▸ **抜粋本文**
"""
昨年は台風で倒伏したためソバを手刈りしましたが、一週間もかけて手刈りしていると黒化率が上がってしまって、コンバイン収穫のソバ同様、デンプンの多い完熟タイプのソバになってしまいがちです。
そこで、今年は倒伏させないのが至上命令となるのは無論ですが、刈り取りも稲刈り機でダメなら、草刈り機を使って一気に刈ることを目標にします。
とはいえ、ただ草刈り機を使ってもバラバラくしゃくしゃになって後始末が大変なので、草刈り機用のアタッチメントを改造し、ある程度まとめてきれいに刈り倒すことを考えています。いわば、そば刈り用アタッチメントです。
秋までに、何とか完成させたいとあれこれ手描きでメモしています。

2014年3月27日木曜日

ねずみ大根栽培研究、再開?

最近は辛味大根でも種苗会社の交配種は春まきが出来るものが増えて来ましたが、昔から自家採種などで栽培されてきたいわゆる固定種の辛味大根は、8~9月に播種して11月頃収穫という秋まきが普通でした。
最近、ある蕎麦店のご主人と話をしていて、ねずみ大根をもっと早く収穫できるように栽培できませんかと相談されました。暑い夏にこそ、冷たい蕎麦をねずみ大根の大根おろしで食べたいのだそうです。
種苗会社には「雪美人」とか「辛丸」とか、春まきの辛味大根があるじゃないですかというと、種苗会社の辛味大根は一方的に辛いだけで、ねずみ大根のように辛味と甘みが二重唱というか、フーガのように追い駆けてくる大根おろしがいいんですよ、との返事。
"""
▸ **問題 A**
ソバとねずみ大根についての文章によると、昔からの固定種の辛味大根は、ふつう何月に種をまいて何月ごろに収穫しますか。
▸ **問題 B**
次の(i)~(iii)が、ソバとねずみ大根についての文章の内容と合うかどうか、それぞれ「はい」か「いいえ」で答えてください。決め手になる本文の言葉も、そのまま引いて添えてください。
(i) 昨年のソバはコンバインで収穫した。
(ii) 草刈り機用のアタッチメントを改造するつもりである。
(iii) 蕎麦店のご主人は、種苗会社の辛味大根のほうを好んでいる。
▸ **問題 C**
ソバとねずみ大根についての文章の続きを、最後の文のあとから書いてください。

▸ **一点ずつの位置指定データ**
"""
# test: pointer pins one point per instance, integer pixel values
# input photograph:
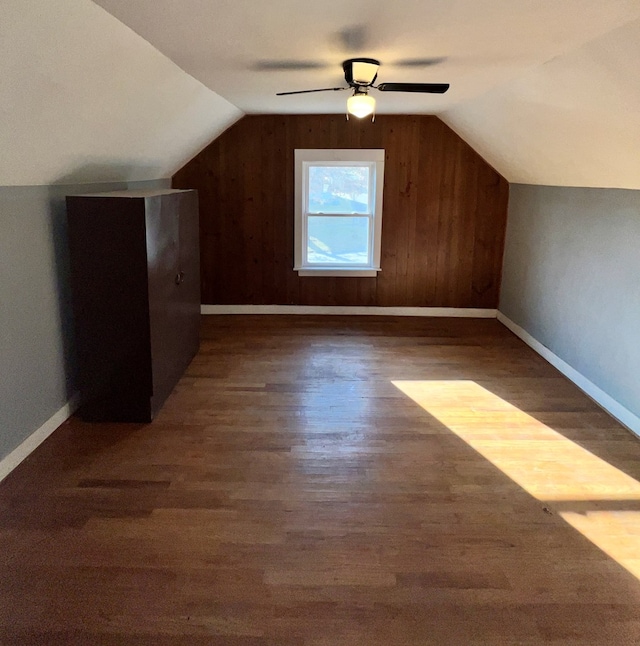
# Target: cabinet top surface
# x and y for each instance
(136, 193)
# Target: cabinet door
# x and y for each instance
(163, 240)
(189, 292)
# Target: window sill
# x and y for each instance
(361, 272)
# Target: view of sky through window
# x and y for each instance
(339, 189)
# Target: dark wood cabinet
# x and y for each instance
(135, 275)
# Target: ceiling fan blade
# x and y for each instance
(324, 89)
(429, 88)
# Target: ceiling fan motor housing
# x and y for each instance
(360, 71)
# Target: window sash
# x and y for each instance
(338, 265)
(371, 196)
(373, 159)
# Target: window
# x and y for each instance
(338, 212)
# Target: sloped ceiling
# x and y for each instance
(545, 90)
(574, 121)
(83, 98)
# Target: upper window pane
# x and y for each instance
(339, 189)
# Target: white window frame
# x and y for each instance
(305, 158)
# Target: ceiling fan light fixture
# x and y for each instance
(361, 105)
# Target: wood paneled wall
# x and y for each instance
(444, 214)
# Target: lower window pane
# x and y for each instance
(338, 240)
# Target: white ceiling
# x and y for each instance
(572, 122)
(484, 43)
(546, 90)
(84, 99)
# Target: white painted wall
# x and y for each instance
(571, 280)
(83, 98)
(571, 122)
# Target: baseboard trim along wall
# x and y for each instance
(458, 312)
(614, 408)
(21, 452)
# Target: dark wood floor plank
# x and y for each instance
(291, 493)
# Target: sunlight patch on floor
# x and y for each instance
(543, 462)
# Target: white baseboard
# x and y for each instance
(11, 461)
(458, 312)
(614, 408)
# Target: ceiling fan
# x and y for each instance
(360, 75)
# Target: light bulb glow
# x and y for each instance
(361, 105)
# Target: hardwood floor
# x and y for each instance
(318, 481)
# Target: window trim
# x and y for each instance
(373, 157)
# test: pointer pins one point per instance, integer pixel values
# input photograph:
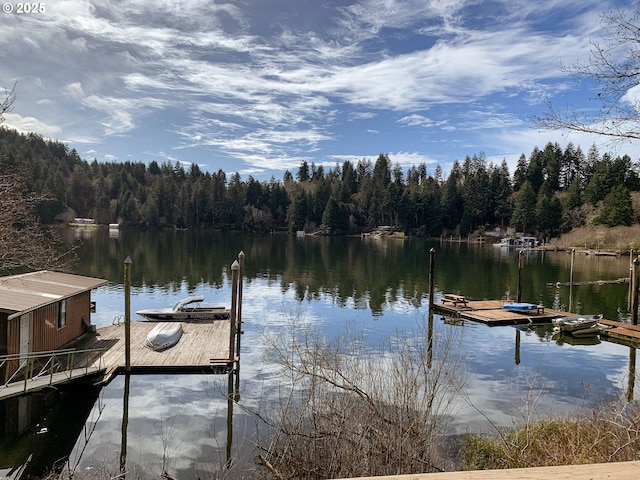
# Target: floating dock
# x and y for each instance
(203, 348)
(490, 312)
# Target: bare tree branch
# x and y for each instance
(7, 104)
(614, 66)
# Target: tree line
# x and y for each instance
(551, 191)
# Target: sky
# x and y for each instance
(259, 86)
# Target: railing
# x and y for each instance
(68, 363)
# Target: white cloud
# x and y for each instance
(31, 124)
(268, 86)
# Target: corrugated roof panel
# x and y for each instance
(28, 291)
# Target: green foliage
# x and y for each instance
(617, 208)
(477, 194)
(607, 434)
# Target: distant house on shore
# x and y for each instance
(42, 311)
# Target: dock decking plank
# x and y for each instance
(490, 312)
(203, 348)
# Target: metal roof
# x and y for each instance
(23, 293)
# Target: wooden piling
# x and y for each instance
(235, 267)
(432, 261)
(520, 268)
(634, 296)
(127, 314)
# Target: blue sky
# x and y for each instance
(258, 86)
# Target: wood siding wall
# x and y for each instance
(45, 334)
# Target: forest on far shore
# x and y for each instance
(552, 191)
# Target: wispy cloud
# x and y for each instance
(265, 86)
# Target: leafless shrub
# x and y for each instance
(352, 411)
(608, 433)
(23, 243)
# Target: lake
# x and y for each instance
(378, 287)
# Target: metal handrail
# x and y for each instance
(53, 361)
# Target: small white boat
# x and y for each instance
(163, 335)
(522, 307)
(189, 308)
(577, 324)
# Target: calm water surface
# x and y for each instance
(379, 287)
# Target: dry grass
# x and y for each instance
(615, 239)
(610, 433)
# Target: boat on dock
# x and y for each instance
(523, 307)
(164, 335)
(190, 308)
(578, 324)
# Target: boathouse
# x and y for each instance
(42, 311)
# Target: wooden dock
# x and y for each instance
(490, 312)
(203, 348)
(619, 332)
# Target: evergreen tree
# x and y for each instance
(617, 208)
(524, 210)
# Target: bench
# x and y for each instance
(455, 299)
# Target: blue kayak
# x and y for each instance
(520, 307)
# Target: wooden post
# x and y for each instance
(632, 279)
(127, 314)
(240, 282)
(235, 266)
(432, 262)
(520, 268)
(125, 425)
(634, 296)
(632, 374)
(239, 325)
(573, 258)
(229, 419)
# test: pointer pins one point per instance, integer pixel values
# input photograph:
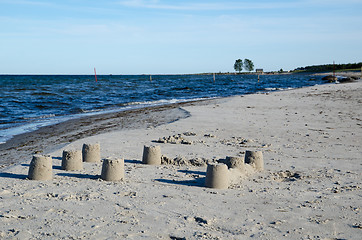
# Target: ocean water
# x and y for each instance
(31, 101)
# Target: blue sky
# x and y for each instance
(170, 36)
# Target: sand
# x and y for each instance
(310, 187)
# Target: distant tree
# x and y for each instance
(248, 65)
(238, 65)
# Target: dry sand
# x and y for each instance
(310, 188)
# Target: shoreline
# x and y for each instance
(26, 144)
(311, 187)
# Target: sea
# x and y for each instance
(29, 102)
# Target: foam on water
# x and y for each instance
(30, 102)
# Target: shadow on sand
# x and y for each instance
(13, 175)
(198, 182)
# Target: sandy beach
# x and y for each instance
(310, 188)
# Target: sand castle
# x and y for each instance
(255, 158)
(218, 175)
(151, 155)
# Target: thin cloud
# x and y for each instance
(232, 5)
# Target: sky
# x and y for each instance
(172, 36)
"""
▸ **解答 A**
8~9月に種をまき、11月ごろに収穫します。

▸ **解答 B**
(i) いいえ。「昨年は台風で倒伏したためソバを手刈りしましたが」
(ii) はい。「草刈り機用のアタッチメントを改造し」
(iii) いいえ。「種苗会社の辛味大根は一方的に辛いだけで」

▸ **解答 C**
なるほど。
そういえば、どこかで標高の高い高冷地では5~6月まきも可能と書かれていたのを読んだ記憶があります。
また、数年前に知人から分けていただいたねずみ大根の種を栽培し、収穫したなかから形がねずみ大根の形質に近いものだけをもう一度畑に植え、翌年花を咲かせて5月か6月頃に採種の真似事をしてみたことがありますが、その時こぼれた種が発芽して早い時期にねずみ大根が採れたことがありましたから、ひよっとすると6月まきくらいだったら栽培可能かもしれません。
手元に、昨年夏に播いた種の残りが30粒くらいありますので、5月後半に播種してみようかと思います。ただし、アブラナ科の作物は薹(とう)立ちしやすいので、昨年の種では薹立ちしてしまうかもしれません。
新種が6月くらいには販売されるかと思いますので、早々に入手して播種すればいいかなと思います。
「蕎麦の薬味は大根おろし!!」党の一人として、ねずみ大根は秋播きという常識に逆らって、今年は少し栽培研究してみます。

2014年3月25日火曜日

ソバと窒素同化の問題点

植物は光合成で糖を生成し、それをデンプンに変える。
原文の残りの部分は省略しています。